Exercise
Transcribe everything in the rows below from the very first line down to and including the line containing "MULTIPOLYGON (((331 289, 336".

____________________

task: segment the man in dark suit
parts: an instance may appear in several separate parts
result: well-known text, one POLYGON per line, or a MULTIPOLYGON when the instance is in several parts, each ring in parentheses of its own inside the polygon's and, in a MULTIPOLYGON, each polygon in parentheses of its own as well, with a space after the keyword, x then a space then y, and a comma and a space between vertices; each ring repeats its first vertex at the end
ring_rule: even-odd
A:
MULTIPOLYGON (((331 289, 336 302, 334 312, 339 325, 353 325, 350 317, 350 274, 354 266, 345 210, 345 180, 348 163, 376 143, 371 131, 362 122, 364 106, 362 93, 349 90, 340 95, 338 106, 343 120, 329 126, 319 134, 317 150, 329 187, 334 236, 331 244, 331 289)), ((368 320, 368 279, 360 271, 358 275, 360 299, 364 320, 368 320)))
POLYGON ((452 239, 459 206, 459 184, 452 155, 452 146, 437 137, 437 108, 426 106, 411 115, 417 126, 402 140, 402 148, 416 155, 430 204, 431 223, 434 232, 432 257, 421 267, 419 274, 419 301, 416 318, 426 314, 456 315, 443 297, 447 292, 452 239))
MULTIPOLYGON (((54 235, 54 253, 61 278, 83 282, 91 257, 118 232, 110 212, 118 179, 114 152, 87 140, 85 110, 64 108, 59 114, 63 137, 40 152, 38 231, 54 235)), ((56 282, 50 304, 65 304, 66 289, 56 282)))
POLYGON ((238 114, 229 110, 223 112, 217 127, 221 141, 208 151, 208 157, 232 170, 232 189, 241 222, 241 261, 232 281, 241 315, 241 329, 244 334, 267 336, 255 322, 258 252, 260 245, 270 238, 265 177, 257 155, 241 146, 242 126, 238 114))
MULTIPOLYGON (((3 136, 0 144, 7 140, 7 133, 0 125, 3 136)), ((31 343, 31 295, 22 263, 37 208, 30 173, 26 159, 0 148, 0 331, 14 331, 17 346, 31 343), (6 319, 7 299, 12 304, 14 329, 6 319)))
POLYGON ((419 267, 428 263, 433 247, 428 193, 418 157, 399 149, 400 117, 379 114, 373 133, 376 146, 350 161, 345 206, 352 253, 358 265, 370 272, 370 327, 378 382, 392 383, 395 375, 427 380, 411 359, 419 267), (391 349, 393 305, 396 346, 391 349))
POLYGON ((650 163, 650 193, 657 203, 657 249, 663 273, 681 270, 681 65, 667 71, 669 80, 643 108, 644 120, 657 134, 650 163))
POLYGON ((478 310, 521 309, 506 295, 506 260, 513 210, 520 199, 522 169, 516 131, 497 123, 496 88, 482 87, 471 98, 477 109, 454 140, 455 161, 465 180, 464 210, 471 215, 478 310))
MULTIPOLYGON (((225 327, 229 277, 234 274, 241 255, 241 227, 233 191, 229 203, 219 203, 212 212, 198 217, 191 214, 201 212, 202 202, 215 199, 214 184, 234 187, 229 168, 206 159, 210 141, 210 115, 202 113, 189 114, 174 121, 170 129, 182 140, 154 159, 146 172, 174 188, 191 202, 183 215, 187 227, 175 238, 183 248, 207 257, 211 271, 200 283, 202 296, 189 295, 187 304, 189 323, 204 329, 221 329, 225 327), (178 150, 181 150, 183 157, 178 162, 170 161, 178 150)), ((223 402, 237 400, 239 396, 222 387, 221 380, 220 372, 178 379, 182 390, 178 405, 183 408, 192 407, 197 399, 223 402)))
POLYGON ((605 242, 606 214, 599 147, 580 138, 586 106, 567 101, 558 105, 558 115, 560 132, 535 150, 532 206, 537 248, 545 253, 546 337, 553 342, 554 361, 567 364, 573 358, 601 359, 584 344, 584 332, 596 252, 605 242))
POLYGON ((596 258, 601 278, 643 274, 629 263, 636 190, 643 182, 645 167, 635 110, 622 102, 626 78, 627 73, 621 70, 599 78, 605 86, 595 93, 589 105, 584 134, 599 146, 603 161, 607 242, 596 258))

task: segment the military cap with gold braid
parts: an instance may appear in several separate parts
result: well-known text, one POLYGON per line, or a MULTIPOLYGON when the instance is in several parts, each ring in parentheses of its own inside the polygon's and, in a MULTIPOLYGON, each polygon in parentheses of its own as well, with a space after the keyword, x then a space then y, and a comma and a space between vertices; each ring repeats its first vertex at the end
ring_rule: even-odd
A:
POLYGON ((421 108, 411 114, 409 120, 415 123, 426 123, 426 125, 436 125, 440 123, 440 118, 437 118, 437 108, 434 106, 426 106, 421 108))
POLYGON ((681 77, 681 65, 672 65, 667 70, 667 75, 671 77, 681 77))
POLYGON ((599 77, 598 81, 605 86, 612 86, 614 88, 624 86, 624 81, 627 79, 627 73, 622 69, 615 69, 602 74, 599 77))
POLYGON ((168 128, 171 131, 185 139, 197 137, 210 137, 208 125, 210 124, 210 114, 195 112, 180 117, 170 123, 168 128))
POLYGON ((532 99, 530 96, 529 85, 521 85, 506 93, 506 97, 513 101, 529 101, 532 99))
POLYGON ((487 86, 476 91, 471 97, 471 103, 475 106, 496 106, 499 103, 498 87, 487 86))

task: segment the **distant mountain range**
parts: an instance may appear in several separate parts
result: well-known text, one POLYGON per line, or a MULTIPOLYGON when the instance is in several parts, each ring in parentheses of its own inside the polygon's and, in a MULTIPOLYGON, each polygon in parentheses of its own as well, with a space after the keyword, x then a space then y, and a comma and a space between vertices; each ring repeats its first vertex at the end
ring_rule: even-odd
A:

____________________

Result of the exercise
task: segment the man in dark suit
parts: an instance may appear in several separate parts
result: well-known text, one POLYGON per line, or a MULTIPOLYGON when the instance is in several parts, each ring in parentheses of its own inside the polygon's and, in a MULTIPOLYGON, each polygon in parentheses of its own as well, with a space after the keyword, x then a space then y, and a comma and a space between vertices; each ring repeats its first vertex at the end
ring_rule: even-odd
A:
MULTIPOLYGON (((331 289, 336 302, 334 312, 339 325, 353 325, 350 317, 350 274, 354 266, 345 210, 345 180, 348 163, 376 143, 371 131, 362 122, 364 106, 362 93, 349 90, 340 95, 338 106, 343 120, 329 126, 319 134, 317 150, 329 187, 334 236, 331 244, 331 289)), ((368 320, 368 279, 360 271, 358 275, 360 299, 364 320, 368 320)))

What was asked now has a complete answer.